[Entries taken from a collection]
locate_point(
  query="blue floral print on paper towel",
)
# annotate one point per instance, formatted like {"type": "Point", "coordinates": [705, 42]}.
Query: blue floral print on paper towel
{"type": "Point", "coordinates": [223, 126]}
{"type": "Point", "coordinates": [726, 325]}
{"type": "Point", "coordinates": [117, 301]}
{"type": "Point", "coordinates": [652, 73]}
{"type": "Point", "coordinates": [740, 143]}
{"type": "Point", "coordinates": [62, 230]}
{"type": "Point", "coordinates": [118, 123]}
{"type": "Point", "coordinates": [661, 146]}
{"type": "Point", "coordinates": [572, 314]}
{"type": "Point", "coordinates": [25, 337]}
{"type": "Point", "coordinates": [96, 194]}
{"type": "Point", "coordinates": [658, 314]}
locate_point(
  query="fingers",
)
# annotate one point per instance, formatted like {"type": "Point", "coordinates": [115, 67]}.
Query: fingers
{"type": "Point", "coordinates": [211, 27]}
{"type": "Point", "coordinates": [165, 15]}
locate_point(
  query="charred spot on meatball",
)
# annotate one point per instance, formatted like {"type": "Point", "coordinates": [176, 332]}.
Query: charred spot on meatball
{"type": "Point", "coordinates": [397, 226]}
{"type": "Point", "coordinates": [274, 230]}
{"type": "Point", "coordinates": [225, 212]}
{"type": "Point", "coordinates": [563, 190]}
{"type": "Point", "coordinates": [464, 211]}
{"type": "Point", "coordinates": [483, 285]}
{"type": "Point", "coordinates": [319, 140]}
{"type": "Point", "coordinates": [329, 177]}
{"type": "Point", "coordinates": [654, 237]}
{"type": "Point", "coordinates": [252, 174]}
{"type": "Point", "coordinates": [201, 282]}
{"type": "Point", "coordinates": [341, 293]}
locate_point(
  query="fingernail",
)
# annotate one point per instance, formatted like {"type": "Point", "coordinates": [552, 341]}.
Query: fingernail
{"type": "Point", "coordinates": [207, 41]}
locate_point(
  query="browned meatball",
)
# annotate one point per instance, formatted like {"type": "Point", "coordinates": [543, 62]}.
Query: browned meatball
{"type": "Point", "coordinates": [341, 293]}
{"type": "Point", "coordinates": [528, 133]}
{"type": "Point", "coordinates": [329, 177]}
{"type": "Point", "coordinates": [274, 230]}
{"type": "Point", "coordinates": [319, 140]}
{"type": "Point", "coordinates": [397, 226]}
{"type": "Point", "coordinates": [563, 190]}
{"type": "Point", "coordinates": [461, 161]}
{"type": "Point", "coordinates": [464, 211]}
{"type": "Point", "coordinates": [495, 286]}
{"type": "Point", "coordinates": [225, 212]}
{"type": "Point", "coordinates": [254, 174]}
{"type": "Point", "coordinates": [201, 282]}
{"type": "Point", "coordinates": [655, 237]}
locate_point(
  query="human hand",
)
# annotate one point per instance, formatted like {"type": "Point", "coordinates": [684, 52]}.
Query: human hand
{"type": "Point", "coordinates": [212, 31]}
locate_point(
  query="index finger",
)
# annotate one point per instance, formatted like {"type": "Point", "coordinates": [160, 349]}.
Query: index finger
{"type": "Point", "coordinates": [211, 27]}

_Exercise prompt_. Please transcribe all of the data above exactly.

_Solution to this problem_.
locate_point(
  query="blue floral print on paper towel",
)
# annotate one point per instance, formatted like {"type": "Point", "coordinates": [705, 42]}.
Query: blue floral print on paper towel
{"type": "Point", "coordinates": [223, 126]}
{"type": "Point", "coordinates": [726, 325]}
{"type": "Point", "coordinates": [117, 301]}
{"type": "Point", "coordinates": [652, 73]}
{"type": "Point", "coordinates": [740, 143]}
{"type": "Point", "coordinates": [62, 230]}
{"type": "Point", "coordinates": [118, 123]}
{"type": "Point", "coordinates": [661, 146]}
{"type": "Point", "coordinates": [572, 314]}
{"type": "Point", "coordinates": [25, 337]}
{"type": "Point", "coordinates": [96, 194]}
{"type": "Point", "coordinates": [658, 314]}
locate_point(
  query="fingers",
)
# annotate one point per instance, formatted like {"type": "Point", "coordinates": [115, 67]}.
Query: fingers
{"type": "Point", "coordinates": [211, 27]}
{"type": "Point", "coordinates": [165, 15]}
locate_point(
  query="charred spot on meatball",
)
# annotate one point per instance, formatted like {"type": "Point", "coordinates": [176, 332]}.
Query: charred spot on meatball
{"type": "Point", "coordinates": [397, 226]}
{"type": "Point", "coordinates": [274, 230]}
{"type": "Point", "coordinates": [225, 212]}
{"type": "Point", "coordinates": [563, 190]}
{"type": "Point", "coordinates": [464, 211]}
{"type": "Point", "coordinates": [483, 285]}
{"type": "Point", "coordinates": [319, 140]}
{"type": "Point", "coordinates": [329, 177]}
{"type": "Point", "coordinates": [654, 237]}
{"type": "Point", "coordinates": [252, 174]}
{"type": "Point", "coordinates": [201, 282]}
{"type": "Point", "coordinates": [341, 293]}
locate_point(
  query="fingernail",
)
# annotate one point per instance, formatted like {"type": "Point", "coordinates": [552, 341]}.
Query: fingernail
{"type": "Point", "coordinates": [207, 41]}
locate_point(
  query="browned meatball",
)
# annotate one point per instance, formatted like {"type": "Point", "coordinates": [543, 62]}.
Query: browned meatball
{"type": "Point", "coordinates": [341, 293]}
{"type": "Point", "coordinates": [528, 133]}
{"type": "Point", "coordinates": [329, 177]}
{"type": "Point", "coordinates": [274, 230]}
{"type": "Point", "coordinates": [319, 140]}
{"type": "Point", "coordinates": [397, 226]}
{"type": "Point", "coordinates": [563, 190]}
{"type": "Point", "coordinates": [461, 161]}
{"type": "Point", "coordinates": [464, 211]}
{"type": "Point", "coordinates": [495, 286]}
{"type": "Point", "coordinates": [225, 212]}
{"type": "Point", "coordinates": [254, 174]}
{"type": "Point", "coordinates": [201, 282]}
{"type": "Point", "coordinates": [655, 237]}
locate_point(
  query="human hand",
)
# annotate one point per instance, formatted like {"type": "Point", "coordinates": [684, 52]}.
Query: human hand
{"type": "Point", "coordinates": [212, 31]}
locate_point(
  query="index finger",
)
# annotate one point per instance, formatted like {"type": "Point", "coordinates": [160, 349]}.
Query: index finger
{"type": "Point", "coordinates": [211, 27]}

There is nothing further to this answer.